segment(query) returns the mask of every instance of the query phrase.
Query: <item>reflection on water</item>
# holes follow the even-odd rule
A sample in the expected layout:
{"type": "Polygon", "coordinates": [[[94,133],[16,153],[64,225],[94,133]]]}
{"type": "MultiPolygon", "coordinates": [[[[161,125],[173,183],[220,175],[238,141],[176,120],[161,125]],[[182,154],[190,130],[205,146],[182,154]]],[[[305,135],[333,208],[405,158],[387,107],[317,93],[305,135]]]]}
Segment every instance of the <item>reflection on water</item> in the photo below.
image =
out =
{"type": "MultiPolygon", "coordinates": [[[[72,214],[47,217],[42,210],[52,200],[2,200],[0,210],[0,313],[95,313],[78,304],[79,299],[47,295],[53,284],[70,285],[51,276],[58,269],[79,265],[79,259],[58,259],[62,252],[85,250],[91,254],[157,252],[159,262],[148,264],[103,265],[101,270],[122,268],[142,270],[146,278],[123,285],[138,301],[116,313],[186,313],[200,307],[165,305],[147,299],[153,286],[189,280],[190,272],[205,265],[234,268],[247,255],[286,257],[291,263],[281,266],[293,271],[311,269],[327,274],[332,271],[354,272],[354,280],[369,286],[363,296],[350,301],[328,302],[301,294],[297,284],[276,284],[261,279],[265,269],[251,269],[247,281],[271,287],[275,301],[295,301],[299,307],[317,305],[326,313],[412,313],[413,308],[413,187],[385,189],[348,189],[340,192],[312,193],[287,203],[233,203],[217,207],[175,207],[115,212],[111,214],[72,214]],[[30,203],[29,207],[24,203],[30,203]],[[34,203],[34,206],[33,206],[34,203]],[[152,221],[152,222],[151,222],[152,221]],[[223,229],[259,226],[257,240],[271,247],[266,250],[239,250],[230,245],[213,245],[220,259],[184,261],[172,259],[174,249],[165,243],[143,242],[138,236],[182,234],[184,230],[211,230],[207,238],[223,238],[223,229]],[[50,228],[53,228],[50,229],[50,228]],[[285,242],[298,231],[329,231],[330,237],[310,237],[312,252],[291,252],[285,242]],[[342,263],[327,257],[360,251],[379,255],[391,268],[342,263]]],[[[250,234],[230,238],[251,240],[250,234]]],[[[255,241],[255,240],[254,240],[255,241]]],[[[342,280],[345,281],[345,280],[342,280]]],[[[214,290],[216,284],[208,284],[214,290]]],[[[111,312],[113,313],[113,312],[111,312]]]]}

== == ==

» **DIRECTIVE**
Which lines in the records contain the word "instance"? Return each one in full.

» **SOLVED PROBLEM**
segment(query) returns the mask of every instance of the query phrase.
Segment every instance of the <item>reflection on water</item> in the photo below.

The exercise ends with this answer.